CHALLENGE: Reproduce verbatim the lines from the one containing "person in white" through the end of the records, both ends included.
=== GIVEN ENTRIES ===
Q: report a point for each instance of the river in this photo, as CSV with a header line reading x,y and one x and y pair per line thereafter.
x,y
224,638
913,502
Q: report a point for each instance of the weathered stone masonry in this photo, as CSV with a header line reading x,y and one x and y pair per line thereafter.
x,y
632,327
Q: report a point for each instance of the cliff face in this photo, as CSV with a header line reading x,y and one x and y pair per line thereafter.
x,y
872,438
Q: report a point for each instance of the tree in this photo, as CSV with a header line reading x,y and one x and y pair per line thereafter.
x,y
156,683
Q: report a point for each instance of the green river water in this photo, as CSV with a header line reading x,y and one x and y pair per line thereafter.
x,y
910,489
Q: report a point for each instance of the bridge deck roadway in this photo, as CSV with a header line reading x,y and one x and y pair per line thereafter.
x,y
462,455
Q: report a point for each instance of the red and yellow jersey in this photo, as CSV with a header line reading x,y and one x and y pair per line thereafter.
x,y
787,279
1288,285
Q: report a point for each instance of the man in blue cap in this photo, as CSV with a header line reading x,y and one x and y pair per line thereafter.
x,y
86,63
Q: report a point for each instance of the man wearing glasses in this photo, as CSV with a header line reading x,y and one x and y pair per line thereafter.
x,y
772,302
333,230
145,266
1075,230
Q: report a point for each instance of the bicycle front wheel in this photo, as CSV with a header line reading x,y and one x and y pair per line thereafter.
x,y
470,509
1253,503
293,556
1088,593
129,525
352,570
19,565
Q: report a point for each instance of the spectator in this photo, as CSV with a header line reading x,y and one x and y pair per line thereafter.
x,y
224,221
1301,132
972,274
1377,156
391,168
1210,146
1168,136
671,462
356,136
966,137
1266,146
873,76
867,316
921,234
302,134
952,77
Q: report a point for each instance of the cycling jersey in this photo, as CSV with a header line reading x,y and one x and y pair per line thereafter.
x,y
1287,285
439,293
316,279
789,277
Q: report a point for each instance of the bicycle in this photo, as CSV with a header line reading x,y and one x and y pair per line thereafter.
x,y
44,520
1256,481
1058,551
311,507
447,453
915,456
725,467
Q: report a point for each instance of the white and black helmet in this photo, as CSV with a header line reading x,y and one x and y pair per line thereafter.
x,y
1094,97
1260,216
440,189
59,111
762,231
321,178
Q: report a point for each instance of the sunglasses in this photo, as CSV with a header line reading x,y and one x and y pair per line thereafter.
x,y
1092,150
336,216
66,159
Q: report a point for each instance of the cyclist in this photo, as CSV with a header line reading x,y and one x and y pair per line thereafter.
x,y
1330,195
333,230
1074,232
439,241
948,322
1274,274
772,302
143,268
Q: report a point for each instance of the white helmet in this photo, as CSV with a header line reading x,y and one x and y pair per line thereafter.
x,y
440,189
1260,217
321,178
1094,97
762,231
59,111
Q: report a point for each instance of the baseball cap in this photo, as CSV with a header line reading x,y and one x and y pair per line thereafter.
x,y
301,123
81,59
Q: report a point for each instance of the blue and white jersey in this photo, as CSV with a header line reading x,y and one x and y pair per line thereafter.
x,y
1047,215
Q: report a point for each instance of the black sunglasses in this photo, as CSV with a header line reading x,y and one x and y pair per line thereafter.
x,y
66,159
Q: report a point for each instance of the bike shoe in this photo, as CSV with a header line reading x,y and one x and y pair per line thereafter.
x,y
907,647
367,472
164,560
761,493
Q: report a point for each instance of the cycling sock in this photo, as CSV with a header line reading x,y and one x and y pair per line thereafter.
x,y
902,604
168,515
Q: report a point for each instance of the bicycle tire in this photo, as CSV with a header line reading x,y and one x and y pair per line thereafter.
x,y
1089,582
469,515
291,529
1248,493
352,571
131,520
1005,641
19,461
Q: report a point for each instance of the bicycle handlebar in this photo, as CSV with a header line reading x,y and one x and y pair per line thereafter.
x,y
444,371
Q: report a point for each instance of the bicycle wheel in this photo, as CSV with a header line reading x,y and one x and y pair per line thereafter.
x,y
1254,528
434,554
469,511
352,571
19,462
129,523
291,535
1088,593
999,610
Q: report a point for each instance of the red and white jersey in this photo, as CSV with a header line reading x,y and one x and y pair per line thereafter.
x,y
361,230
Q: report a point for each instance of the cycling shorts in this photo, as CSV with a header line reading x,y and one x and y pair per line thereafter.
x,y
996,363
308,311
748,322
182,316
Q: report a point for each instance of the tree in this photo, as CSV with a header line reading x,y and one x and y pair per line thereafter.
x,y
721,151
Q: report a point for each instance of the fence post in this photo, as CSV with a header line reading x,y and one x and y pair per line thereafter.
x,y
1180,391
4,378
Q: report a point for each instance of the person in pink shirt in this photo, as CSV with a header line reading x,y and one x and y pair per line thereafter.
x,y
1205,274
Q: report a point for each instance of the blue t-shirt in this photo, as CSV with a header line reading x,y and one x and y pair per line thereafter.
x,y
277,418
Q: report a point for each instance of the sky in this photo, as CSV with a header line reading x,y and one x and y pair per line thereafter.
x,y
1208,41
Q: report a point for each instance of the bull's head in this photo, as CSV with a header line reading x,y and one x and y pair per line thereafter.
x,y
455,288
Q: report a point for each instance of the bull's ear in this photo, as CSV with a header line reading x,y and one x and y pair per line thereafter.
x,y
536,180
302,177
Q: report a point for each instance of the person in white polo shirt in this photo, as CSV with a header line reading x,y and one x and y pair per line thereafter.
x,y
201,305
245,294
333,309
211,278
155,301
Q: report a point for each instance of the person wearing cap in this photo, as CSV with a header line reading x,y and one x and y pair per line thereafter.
===
RESULT OF THIS EXERCISE:
Q: report a point for each instance of the person in white polo shirt in this photo, as CSV with a header line reading x,y and one x and y pair per line thereafter.
x,y
201,305
245,294
333,309
211,278
155,301
Q: report a point for each instance of the person wearing cap in this photo, as CSV with a header line reading x,y and one x and y pair per line thereafter.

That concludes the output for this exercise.